Retype the part of the data that opens with the line containing "Would you please pick out the sun" and closes with the line containing "point(910, 423)", keeping every line identical and leaving out everything before and after.
Start GIVEN RECORDS
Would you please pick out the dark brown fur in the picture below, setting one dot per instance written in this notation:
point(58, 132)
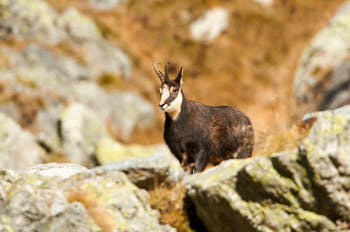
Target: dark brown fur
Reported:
point(208, 134)
point(202, 134)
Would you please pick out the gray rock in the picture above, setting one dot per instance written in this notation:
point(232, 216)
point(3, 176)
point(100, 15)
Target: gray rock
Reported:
point(128, 111)
point(105, 4)
point(33, 19)
point(51, 170)
point(210, 25)
point(81, 131)
point(322, 77)
point(18, 148)
point(304, 189)
point(105, 58)
point(147, 170)
point(84, 201)
point(37, 21)
point(79, 27)
point(39, 68)
point(123, 110)
point(265, 2)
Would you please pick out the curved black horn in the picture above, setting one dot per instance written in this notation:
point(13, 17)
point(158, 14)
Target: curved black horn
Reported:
point(179, 75)
point(159, 73)
point(166, 69)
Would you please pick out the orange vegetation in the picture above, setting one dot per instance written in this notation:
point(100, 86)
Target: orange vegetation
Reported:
point(250, 66)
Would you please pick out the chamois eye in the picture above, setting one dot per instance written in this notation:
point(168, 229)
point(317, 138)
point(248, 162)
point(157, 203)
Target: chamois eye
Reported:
point(173, 89)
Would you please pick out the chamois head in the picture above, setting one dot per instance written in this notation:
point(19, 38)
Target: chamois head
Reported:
point(170, 91)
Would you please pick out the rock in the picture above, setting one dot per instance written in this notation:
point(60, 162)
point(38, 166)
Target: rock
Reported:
point(123, 110)
point(128, 112)
point(38, 22)
point(105, 4)
point(79, 27)
point(80, 131)
point(304, 189)
point(210, 25)
point(57, 170)
point(18, 148)
point(104, 58)
point(85, 201)
point(33, 19)
point(322, 77)
point(145, 166)
point(38, 68)
point(265, 2)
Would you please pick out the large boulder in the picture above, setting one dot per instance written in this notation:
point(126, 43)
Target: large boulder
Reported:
point(105, 4)
point(38, 22)
point(322, 79)
point(66, 197)
point(304, 189)
point(145, 166)
point(124, 110)
point(81, 131)
point(210, 25)
point(18, 148)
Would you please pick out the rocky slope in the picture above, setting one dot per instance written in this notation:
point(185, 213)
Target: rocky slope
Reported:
point(305, 189)
point(322, 76)
point(68, 197)
point(56, 65)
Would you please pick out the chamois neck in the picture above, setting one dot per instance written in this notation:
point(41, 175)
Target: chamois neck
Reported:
point(180, 107)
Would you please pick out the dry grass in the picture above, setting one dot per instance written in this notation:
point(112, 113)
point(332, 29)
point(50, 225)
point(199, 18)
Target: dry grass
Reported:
point(250, 66)
point(169, 201)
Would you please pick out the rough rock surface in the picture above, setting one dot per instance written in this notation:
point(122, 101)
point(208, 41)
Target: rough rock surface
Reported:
point(322, 79)
point(210, 25)
point(46, 198)
point(105, 4)
point(145, 166)
point(81, 132)
point(18, 148)
point(304, 189)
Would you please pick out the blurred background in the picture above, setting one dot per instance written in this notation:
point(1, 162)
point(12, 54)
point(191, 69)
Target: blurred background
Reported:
point(75, 71)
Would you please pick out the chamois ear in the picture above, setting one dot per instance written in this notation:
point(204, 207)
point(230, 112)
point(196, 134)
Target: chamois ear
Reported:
point(178, 78)
point(159, 73)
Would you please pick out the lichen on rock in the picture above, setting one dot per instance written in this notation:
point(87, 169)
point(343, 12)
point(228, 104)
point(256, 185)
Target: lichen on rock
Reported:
point(304, 189)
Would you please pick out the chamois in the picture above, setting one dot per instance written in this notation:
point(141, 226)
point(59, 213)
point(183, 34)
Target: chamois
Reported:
point(201, 134)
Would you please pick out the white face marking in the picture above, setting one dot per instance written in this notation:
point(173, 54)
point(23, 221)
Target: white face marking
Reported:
point(174, 108)
point(165, 94)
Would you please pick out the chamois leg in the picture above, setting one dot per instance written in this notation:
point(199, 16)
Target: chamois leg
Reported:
point(200, 162)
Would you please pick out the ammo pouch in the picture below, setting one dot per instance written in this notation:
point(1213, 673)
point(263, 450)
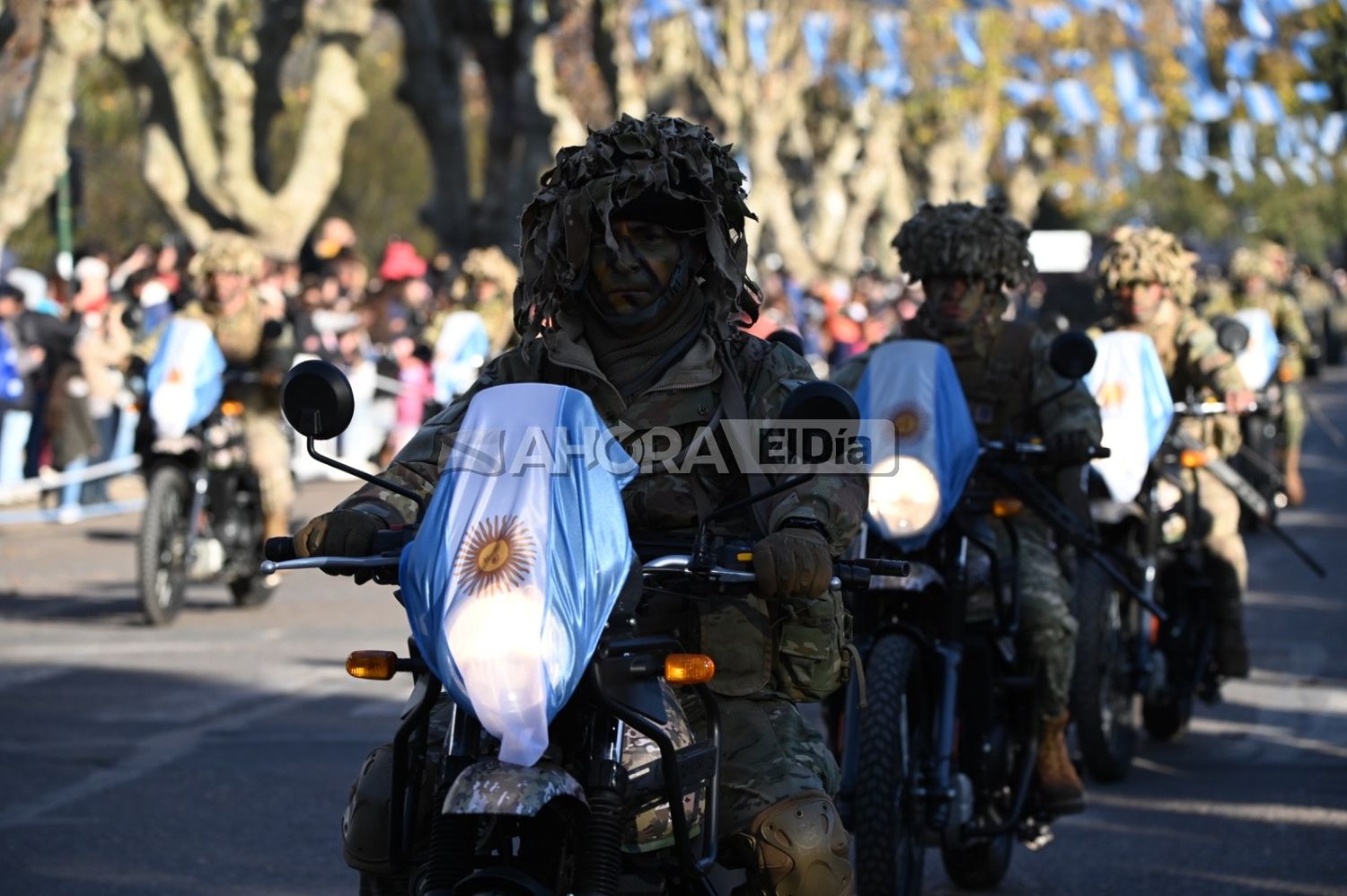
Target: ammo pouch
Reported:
point(811, 637)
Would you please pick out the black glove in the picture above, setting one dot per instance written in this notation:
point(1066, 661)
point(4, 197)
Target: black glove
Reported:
point(794, 562)
point(339, 534)
point(1071, 448)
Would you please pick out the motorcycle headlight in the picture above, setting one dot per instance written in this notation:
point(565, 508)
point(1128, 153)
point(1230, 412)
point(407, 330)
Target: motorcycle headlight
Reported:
point(907, 502)
point(511, 655)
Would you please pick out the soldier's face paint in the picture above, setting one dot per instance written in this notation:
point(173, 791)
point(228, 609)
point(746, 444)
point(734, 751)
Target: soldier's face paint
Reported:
point(1139, 302)
point(954, 299)
point(636, 275)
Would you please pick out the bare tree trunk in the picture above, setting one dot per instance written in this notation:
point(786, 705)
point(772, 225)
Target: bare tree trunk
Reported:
point(204, 163)
point(40, 155)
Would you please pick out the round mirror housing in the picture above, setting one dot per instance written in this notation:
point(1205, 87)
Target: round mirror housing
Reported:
point(1072, 355)
point(819, 400)
point(317, 400)
point(1231, 334)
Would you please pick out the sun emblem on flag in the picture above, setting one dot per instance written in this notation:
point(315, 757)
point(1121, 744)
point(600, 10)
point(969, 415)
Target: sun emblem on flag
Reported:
point(496, 554)
point(910, 423)
point(1112, 393)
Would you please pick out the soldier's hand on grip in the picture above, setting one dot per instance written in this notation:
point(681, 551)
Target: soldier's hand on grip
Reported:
point(792, 562)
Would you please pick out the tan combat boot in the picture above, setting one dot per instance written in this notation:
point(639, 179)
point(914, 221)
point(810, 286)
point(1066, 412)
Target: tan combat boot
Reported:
point(1059, 786)
point(1295, 486)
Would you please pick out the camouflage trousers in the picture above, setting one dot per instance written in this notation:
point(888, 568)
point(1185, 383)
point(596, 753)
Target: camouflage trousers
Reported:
point(269, 454)
point(1047, 627)
point(1228, 564)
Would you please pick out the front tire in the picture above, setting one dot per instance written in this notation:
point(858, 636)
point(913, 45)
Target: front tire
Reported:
point(1102, 699)
point(162, 549)
point(892, 736)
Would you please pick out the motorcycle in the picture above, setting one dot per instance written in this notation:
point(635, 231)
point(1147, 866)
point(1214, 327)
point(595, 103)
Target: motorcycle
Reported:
point(939, 739)
point(568, 761)
point(202, 519)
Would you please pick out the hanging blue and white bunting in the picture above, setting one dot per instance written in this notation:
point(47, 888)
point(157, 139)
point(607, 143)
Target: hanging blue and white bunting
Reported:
point(706, 23)
point(757, 32)
point(1148, 148)
point(1015, 142)
point(966, 32)
point(1257, 22)
point(1075, 101)
point(1331, 132)
point(1263, 104)
point(1314, 92)
point(1023, 93)
point(1052, 18)
point(1071, 61)
point(816, 30)
point(1139, 104)
point(1241, 58)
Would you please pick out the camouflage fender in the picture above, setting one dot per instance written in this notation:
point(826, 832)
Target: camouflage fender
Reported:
point(490, 787)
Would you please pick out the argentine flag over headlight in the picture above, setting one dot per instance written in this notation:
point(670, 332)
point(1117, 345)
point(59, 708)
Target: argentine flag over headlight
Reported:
point(520, 558)
point(913, 384)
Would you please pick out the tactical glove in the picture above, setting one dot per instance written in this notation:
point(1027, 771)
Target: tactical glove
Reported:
point(339, 534)
point(794, 562)
point(1071, 448)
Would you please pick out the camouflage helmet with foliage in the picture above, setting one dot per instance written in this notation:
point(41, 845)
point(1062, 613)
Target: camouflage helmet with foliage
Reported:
point(1148, 255)
point(226, 252)
point(657, 156)
point(969, 242)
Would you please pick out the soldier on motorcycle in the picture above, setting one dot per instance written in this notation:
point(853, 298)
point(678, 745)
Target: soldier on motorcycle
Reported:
point(966, 256)
point(1260, 279)
point(223, 275)
point(1149, 280)
point(633, 274)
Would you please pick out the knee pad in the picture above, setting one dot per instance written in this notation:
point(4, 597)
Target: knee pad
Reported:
point(800, 849)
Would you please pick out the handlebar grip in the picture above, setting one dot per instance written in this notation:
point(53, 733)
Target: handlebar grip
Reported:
point(279, 550)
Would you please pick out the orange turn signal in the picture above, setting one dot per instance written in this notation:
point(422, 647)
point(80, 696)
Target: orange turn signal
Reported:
point(1193, 459)
point(689, 669)
point(372, 664)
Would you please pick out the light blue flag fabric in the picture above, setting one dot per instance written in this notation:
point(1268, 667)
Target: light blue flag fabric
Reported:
point(966, 34)
point(816, 30)
point(1263, 104)
point(185, 377)
point(913, 384)
point(1148, 148)
point(520, 558)
point(757, 31)
point(1075, 101)
point(1051, 18)
point(706, 23)
point(1136, 408)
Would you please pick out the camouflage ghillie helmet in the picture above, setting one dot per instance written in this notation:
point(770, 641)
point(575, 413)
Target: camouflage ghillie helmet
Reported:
point(969, 242)
point(659, 158)
point(226, 252)
point(1148, 255)
point(1250, 263)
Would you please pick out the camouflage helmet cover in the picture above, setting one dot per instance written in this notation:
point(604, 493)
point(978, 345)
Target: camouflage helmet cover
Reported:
point(969, 242)
point(659, 156)
point(226, 252)
point(1148, 255)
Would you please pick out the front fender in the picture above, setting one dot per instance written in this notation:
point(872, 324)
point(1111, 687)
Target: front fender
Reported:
point(492, 787)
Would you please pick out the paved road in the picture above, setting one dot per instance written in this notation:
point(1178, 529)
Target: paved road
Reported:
point(215, 756)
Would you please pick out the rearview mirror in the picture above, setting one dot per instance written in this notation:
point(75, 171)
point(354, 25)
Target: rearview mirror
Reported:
point(1231, 336)
point(317, 400)
point(1072, 355)
point(819, 400)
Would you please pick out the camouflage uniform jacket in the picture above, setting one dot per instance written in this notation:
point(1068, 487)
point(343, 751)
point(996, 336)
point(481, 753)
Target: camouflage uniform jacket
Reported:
point(1285, 315)
point(1004, 382)
point(247, 347)
point(659, 502)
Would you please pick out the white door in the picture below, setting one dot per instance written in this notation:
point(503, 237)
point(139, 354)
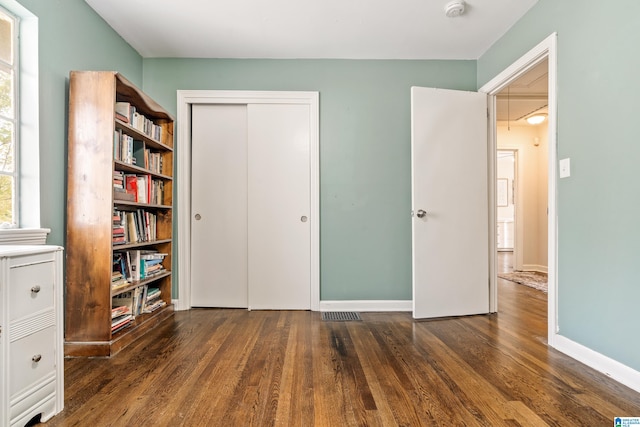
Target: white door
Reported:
point(251, 235)
point(279, 207)
point(219, 206)
point(450, 222)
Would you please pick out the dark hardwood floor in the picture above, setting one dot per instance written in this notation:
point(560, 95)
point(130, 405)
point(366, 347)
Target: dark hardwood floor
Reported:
point(210, 367)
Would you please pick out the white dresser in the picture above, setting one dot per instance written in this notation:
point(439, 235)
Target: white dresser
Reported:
point(31, 334)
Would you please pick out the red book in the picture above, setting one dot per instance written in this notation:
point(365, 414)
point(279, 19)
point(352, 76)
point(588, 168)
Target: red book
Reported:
point(132, 185)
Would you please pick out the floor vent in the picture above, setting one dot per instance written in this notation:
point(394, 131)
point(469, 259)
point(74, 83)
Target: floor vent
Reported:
point(340, 315)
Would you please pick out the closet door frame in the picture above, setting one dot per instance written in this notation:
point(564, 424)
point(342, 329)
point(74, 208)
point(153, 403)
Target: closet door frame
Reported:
point(187, 98)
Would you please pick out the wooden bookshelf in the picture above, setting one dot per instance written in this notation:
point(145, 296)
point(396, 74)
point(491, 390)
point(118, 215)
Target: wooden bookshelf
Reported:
point(95, 164)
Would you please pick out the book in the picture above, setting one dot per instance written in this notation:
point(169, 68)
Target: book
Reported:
point(123, 109)
point(131, 185)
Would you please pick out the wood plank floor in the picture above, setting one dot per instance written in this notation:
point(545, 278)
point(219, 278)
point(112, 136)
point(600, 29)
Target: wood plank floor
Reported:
point(210, 367)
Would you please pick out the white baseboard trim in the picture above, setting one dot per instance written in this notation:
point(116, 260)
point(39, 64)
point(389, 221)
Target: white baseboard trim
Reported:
point(534, 267)
point(612, 368)
point(366, 305)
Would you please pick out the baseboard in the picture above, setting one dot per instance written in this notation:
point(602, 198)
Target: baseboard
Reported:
point(535, 267)
point(612, 368)
point(366, 305)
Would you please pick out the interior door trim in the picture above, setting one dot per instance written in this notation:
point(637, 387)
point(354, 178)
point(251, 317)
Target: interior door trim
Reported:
point(545, 49)
point(187, 98)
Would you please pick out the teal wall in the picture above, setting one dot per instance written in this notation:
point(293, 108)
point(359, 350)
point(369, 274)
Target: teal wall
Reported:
point(71, 37)
point(599, 205)
point(365, 199)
End GIVEN RECORDS
## WRITTEN REPLY
Would you please pick out the sun emblem on flag in the picture above, setting one dot per instance written in this notation:
point(315, 757)
point(1121, 744)
point(600, 10)
point(969, 415)
Target: sun emblem on flag
Reported:
point(496, 554)
point(910, 423)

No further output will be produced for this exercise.